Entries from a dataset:
====

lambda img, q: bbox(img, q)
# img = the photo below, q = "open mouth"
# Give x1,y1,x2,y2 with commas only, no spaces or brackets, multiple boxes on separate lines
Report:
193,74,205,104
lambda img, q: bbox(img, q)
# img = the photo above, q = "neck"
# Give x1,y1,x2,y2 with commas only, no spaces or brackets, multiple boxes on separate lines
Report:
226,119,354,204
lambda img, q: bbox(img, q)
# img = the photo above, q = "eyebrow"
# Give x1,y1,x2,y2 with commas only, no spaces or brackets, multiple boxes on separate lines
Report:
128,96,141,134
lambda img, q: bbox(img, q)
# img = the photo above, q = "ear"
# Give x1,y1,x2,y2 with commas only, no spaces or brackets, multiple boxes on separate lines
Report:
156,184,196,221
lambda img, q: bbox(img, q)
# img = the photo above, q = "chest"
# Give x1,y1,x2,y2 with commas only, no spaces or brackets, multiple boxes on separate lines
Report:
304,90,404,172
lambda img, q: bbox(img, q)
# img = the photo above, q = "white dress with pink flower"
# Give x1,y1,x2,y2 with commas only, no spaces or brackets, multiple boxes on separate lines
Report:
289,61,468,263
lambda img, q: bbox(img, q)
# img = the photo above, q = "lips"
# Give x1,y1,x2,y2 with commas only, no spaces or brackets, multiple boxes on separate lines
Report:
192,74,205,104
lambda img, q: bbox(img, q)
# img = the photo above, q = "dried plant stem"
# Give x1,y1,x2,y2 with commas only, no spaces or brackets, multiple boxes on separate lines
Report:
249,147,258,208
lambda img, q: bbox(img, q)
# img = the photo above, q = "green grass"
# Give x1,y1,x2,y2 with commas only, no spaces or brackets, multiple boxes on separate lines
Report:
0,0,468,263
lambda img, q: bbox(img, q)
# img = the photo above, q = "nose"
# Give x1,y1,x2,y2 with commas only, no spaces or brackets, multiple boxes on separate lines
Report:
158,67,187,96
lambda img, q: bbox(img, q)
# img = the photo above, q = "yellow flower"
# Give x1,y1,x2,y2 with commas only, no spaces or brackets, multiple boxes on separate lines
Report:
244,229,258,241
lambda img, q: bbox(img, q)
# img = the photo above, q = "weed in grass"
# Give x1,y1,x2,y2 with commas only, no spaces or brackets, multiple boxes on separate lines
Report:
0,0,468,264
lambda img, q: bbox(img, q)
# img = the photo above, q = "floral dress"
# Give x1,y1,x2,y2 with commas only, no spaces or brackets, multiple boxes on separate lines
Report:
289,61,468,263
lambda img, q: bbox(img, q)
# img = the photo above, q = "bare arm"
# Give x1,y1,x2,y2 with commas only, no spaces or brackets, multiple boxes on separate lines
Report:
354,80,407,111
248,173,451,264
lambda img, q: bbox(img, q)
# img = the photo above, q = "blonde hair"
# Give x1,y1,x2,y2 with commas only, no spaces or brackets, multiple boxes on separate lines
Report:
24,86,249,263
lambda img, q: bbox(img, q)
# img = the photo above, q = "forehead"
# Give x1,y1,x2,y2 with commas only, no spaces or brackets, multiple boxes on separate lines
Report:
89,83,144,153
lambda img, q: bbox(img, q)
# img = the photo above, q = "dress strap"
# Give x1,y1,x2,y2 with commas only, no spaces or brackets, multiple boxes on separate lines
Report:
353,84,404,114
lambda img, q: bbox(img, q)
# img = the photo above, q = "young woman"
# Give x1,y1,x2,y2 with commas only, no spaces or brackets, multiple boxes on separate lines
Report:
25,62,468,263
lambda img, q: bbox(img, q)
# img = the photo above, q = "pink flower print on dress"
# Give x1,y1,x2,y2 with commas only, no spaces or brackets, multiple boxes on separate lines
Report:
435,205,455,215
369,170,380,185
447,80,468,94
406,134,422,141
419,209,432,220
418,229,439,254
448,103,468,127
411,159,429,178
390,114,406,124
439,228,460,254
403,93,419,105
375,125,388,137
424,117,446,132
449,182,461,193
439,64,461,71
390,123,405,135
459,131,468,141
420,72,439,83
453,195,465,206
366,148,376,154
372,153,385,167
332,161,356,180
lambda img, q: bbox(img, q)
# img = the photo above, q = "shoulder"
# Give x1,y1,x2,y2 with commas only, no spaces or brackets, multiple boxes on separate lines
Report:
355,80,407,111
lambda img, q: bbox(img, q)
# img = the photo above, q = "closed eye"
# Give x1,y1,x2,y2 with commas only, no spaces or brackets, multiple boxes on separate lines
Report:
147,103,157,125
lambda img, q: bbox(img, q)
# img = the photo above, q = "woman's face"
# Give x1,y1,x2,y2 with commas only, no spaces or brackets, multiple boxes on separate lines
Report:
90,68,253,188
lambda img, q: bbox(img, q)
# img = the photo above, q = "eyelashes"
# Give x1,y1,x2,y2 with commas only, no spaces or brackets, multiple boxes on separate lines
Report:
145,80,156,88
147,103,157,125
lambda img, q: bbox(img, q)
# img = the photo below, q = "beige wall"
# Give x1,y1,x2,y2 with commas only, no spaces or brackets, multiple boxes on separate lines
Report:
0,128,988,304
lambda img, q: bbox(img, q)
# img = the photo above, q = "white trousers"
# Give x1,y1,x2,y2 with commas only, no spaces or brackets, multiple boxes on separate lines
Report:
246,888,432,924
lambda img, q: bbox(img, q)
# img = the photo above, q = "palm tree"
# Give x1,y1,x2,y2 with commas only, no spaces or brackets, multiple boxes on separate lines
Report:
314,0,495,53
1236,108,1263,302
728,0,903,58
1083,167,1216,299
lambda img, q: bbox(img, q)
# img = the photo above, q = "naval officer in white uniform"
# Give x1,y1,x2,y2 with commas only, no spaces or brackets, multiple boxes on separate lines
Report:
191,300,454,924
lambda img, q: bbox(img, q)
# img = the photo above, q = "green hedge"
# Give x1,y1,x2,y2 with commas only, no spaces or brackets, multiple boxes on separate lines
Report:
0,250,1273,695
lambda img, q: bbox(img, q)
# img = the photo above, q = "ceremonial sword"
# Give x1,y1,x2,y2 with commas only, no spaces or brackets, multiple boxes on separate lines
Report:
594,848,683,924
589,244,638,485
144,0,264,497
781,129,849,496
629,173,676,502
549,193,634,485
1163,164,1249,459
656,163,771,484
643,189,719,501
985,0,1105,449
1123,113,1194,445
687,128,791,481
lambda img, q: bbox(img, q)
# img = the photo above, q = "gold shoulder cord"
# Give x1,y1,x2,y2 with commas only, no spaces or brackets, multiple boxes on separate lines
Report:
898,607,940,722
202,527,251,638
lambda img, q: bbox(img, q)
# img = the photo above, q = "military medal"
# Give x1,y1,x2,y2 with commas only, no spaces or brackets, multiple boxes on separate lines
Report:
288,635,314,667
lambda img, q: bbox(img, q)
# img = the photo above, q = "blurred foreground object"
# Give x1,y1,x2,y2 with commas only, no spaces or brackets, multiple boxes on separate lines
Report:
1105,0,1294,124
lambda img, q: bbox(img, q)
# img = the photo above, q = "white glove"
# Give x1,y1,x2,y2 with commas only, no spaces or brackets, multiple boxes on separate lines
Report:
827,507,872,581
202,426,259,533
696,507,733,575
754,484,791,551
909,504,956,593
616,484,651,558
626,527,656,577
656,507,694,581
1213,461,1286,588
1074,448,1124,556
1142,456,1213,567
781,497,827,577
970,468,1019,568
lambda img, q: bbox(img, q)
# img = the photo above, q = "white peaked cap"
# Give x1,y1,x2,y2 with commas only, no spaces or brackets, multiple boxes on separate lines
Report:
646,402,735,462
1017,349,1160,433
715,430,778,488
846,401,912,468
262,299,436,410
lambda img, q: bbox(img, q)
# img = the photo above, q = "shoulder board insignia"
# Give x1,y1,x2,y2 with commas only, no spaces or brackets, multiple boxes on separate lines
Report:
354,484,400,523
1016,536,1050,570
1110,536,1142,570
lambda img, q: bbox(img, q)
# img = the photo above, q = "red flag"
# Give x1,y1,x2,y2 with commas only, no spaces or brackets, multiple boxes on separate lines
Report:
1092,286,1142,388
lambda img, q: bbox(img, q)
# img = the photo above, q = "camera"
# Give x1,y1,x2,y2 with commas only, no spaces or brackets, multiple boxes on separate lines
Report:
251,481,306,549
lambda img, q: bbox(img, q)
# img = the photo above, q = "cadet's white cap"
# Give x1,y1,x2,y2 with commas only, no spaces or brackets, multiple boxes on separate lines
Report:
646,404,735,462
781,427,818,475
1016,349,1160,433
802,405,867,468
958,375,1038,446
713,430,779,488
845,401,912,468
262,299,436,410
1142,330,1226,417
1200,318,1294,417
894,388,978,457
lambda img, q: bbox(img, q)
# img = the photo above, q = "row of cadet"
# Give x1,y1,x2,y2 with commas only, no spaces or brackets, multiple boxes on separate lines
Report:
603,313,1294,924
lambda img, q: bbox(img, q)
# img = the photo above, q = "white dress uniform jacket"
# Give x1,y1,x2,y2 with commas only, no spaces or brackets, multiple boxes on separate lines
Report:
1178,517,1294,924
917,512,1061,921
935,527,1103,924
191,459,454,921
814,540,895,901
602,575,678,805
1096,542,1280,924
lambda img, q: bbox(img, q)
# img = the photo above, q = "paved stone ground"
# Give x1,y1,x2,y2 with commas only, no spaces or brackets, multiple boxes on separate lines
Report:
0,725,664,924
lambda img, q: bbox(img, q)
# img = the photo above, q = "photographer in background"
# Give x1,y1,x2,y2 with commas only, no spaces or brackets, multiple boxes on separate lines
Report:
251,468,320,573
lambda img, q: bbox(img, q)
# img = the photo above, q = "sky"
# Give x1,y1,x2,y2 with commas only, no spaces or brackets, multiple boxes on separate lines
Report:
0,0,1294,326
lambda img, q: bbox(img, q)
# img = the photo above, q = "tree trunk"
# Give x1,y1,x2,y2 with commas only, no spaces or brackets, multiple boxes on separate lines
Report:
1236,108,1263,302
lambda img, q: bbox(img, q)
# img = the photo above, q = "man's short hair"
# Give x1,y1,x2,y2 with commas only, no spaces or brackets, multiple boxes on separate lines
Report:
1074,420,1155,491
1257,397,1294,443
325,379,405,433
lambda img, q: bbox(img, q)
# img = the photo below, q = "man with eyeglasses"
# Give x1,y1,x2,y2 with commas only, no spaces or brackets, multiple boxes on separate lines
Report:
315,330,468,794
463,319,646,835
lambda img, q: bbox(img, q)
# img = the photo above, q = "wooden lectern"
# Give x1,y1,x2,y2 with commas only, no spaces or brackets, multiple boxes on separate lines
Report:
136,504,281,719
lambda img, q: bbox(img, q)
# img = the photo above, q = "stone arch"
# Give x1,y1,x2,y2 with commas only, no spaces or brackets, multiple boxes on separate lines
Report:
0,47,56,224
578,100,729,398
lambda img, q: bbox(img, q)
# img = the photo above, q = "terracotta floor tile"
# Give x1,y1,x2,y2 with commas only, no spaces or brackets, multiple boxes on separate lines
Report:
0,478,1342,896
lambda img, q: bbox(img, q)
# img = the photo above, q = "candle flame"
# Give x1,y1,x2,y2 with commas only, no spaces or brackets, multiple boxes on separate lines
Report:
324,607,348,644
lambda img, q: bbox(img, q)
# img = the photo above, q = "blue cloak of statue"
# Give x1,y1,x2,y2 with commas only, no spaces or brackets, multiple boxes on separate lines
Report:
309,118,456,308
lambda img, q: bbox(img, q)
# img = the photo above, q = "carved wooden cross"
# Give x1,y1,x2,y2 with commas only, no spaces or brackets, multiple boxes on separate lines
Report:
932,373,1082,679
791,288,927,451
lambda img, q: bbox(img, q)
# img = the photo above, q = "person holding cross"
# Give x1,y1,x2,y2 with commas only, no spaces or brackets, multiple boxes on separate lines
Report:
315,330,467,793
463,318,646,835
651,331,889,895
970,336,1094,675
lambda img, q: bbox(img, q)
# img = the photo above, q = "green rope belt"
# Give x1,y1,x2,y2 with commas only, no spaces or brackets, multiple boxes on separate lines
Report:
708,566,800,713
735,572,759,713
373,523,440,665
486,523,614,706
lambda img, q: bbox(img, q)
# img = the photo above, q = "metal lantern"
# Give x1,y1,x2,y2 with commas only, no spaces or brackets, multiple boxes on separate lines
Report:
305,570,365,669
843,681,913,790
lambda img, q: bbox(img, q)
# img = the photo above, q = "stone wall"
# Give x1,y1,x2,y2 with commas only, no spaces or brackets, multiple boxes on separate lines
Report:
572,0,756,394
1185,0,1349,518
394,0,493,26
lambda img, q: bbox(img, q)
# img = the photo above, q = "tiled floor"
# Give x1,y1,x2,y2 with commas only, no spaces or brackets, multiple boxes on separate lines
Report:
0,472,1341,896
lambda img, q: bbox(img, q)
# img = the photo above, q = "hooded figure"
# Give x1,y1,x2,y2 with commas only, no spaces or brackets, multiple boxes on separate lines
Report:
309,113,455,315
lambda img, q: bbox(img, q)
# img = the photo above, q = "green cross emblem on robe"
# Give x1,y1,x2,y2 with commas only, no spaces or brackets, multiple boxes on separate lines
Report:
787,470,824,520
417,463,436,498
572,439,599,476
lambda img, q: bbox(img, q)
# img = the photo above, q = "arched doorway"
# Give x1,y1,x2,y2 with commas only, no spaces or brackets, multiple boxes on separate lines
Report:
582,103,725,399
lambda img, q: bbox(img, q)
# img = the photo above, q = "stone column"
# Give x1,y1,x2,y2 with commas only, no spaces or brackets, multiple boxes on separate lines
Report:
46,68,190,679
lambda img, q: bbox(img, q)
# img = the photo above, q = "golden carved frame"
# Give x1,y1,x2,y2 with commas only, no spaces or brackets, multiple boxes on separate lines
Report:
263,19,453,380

====

STATED TASK.
Extract each line of the listing that contains the string "white". Treat uppercase and lowercase letters as distinct.

WORKED ANSWER.
# img = the photo above, q = "white dress with pink flower"
# img = the photo above, q = "white trousers"
# img = the photo above, q = "naval officer in white uniform"
# img = the photo above, q = "white glove"
# img = the photo above, q = "white peaked cap"
# img = the photo above, q = "cadet's white cap"
# img = the photo above, q = "white dress uniform jacket"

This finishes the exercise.